Le séjour de Gabrielle Roy en Europe durera presque deux ans, de l’automne de 1937 au printemps de 1939. Après quelques semaines à Paris, où elle a du mal à s’intégrer, elle s’installe à Londres, où se trouvent déjà quelques-uns de ses amis manitobains. Là, elle s’inscrit à la réputée Guildhall School of Music and Drama, fréquente les musées, fait des excursions dans la campagne anglaise et se mêle au milieu des étudiants étrangers en provenance des divers pays du Commonwealth.
Outre la liberté nouvelle (notamment religieuse) que lui apporte le fait de vivre loin de sa famille et de son milieu natal, deux événements marquent pour Gabrielle Roy ce séjour en Angleterre. D’abord, elle fait la rencontre d’un jeune Canadien d’origine ukrainienne avec qui elle connaît sa première véritable expérience de la passion amoureuse. Mais leur liaison dure peu, empêchée par des raisons à la fois psychologiques (la dépendance physique et affective que crée cet attachement effraie la jeune femme et contrecarre à ses yeux son désir de réalisation personnelle) et peut-être politiques, puisque le prénommé Stephen appartient à un réseau de nationalistes ukrainiens en lutte contre l’Union des républiques socialistes soviétiques de Joseph Staline, ce qui l’oblige à s’absenter souvent et fait de lui, dans le contexte de l’époque, un allié « objectif » des nazis, alors que les sympathies de Gabrielle, formées dans le Manitoba des années 1930, vont plutôt aux idéaux sociaux-démocrates et libéraux. L’autre tournant, qui décidera de toute sa vie à venir, est sa conversion définitive à l’écriture. Résignée à ne pas devenir comédienne, faute du talent et de la voix qu’il faut, elle découvre sa vraie vocation – racontera-t-elle dans son autobiographie – à l’été de 1938, au cours d’un séjour dans la petite ville d’Upshire, en banlieue de Londres, chez sa nouvelle amie Esther Perfect. Là, entourée de soins, elle se met sérieusement à écrire, et à écrire uniquement en français, qui sera dorénavant sa seule langue d’expression littéraire. Pour l’instant, ce ne sont que de petits textes de peu de conséquence, nouvelles qu’elle garde dans ses cartons et chroniques inspirées de son expérience européenne, dont quelques-unes paraissent dans un journal de Saint-Boniface. Mais ce qui va la confirmer dans son choix et la persuader de la réalité de son talent, ce sera l’acceptation de trois de ses articles par un magazine parisien bien connu. Dès lors, elle sait que son métier sera d’écrire et elle ne déviera plus de sa voie.

_Énoncé rédigé_
D'après l'extrait fourni sur le séjour de Gabrielle Roy en Europe, à quelle école s'inscrit-elle à Londres ?

Enregistrements issus d'un jeu de données
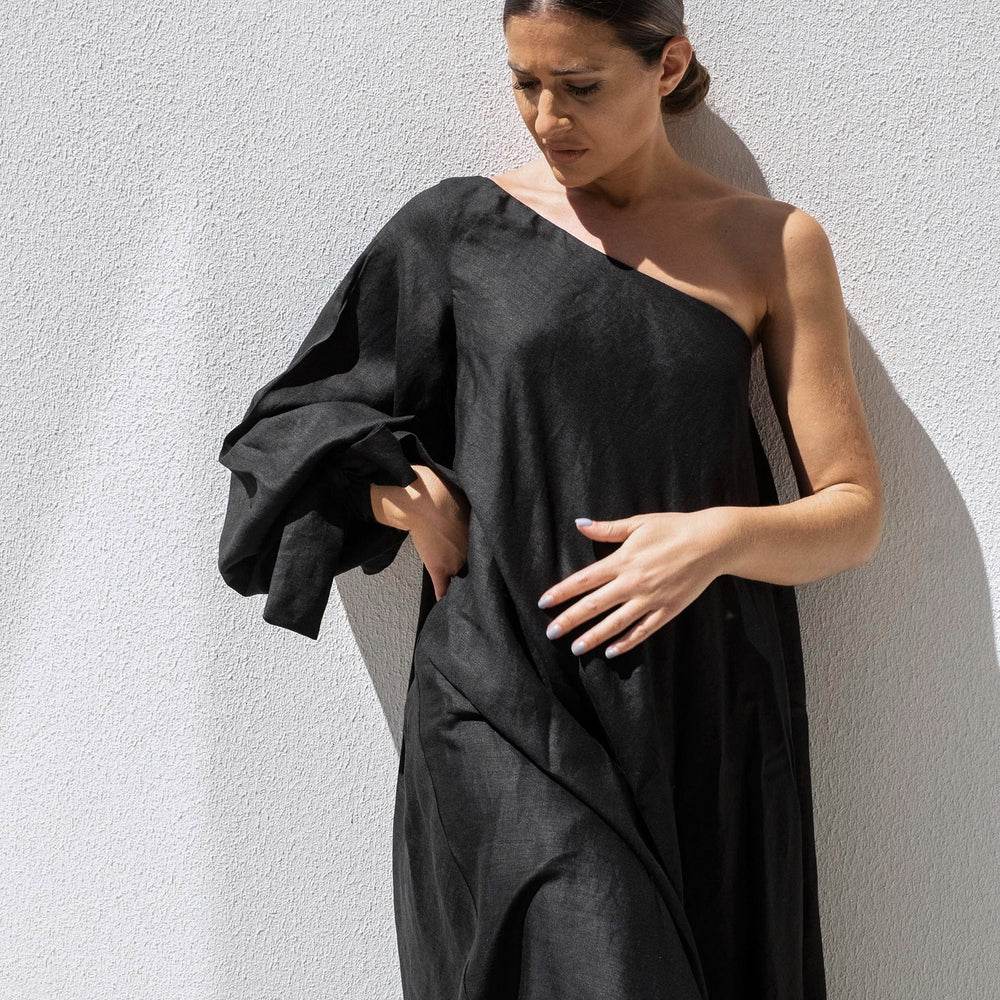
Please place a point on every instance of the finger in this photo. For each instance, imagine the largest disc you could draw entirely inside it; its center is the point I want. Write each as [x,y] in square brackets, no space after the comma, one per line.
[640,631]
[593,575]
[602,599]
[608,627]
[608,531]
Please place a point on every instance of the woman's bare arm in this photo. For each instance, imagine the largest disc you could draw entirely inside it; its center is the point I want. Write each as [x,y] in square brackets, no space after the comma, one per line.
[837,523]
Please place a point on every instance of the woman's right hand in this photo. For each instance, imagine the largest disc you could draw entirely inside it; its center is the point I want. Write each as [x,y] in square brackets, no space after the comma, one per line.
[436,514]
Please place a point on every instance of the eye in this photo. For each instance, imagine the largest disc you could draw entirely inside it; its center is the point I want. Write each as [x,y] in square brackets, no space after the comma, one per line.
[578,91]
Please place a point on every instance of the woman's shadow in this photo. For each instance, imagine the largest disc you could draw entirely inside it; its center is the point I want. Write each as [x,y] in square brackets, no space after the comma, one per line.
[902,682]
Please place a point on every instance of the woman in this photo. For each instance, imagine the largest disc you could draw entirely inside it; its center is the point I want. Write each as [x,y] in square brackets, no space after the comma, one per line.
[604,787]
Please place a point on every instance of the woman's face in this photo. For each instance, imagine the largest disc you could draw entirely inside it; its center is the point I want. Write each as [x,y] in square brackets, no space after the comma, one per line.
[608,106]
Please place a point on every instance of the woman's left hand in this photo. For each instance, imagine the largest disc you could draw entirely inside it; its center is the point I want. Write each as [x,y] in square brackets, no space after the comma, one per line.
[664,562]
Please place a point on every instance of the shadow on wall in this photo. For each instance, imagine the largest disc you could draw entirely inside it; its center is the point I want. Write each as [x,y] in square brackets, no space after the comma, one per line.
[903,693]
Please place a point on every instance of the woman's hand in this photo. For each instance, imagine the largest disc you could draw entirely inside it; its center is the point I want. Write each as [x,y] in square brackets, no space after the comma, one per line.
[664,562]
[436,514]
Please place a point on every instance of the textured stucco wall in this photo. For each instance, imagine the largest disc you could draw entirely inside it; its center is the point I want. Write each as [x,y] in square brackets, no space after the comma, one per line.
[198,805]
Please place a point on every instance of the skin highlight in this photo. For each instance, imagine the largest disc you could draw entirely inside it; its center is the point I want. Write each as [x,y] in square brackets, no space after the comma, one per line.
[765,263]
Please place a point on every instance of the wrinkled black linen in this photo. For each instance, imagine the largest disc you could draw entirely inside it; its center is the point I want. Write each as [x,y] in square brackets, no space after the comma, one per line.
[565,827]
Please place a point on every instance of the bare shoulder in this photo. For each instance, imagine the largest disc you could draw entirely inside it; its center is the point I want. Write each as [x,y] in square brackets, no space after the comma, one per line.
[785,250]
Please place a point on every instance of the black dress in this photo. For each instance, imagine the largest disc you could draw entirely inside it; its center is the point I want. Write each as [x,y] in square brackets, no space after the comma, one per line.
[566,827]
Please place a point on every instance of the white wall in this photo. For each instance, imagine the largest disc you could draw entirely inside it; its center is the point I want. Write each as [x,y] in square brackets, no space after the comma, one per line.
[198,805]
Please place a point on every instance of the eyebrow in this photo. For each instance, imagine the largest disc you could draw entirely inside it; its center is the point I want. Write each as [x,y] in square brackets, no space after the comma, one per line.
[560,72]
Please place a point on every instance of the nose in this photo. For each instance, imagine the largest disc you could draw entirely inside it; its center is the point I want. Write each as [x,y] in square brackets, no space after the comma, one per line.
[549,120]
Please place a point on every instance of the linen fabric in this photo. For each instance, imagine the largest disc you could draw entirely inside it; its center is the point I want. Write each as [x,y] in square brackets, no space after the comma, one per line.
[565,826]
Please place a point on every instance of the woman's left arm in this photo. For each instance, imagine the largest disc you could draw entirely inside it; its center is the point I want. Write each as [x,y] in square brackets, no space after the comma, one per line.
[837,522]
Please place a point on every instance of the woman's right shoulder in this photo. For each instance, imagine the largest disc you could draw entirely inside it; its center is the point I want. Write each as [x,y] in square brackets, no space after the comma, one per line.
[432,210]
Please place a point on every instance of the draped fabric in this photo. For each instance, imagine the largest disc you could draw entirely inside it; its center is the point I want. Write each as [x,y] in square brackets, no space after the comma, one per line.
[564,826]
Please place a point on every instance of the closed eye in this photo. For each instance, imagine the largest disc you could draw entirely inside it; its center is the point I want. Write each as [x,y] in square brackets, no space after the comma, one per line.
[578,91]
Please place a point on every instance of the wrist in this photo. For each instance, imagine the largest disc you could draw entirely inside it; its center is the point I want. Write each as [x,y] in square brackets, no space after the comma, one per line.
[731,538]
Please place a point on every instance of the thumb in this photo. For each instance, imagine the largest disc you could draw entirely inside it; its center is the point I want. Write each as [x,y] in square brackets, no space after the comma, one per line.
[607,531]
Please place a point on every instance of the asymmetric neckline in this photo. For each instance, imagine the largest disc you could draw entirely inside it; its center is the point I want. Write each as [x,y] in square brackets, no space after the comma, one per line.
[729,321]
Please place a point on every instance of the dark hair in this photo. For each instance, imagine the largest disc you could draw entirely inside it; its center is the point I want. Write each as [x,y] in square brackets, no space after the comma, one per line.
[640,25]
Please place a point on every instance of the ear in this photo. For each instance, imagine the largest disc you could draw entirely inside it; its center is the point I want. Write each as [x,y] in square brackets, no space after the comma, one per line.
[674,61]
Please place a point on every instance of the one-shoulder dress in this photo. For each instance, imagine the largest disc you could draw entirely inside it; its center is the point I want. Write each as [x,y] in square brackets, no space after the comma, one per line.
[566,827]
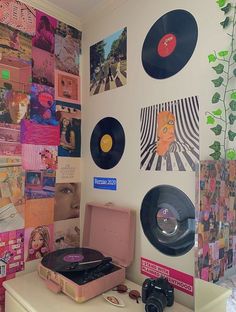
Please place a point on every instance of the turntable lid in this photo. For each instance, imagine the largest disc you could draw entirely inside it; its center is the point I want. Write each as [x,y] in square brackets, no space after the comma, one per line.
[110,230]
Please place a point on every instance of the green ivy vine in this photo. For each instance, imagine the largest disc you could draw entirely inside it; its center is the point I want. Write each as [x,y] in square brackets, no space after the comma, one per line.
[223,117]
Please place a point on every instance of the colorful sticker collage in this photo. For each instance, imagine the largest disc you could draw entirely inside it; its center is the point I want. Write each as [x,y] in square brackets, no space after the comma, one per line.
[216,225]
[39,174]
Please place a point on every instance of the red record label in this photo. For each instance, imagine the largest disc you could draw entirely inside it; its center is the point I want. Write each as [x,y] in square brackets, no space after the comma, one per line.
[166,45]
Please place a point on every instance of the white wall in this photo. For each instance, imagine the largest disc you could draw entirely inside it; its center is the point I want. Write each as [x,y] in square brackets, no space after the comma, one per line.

_Solution complète_
Elle s'inscrit à la Guildhall School of Music and Drama.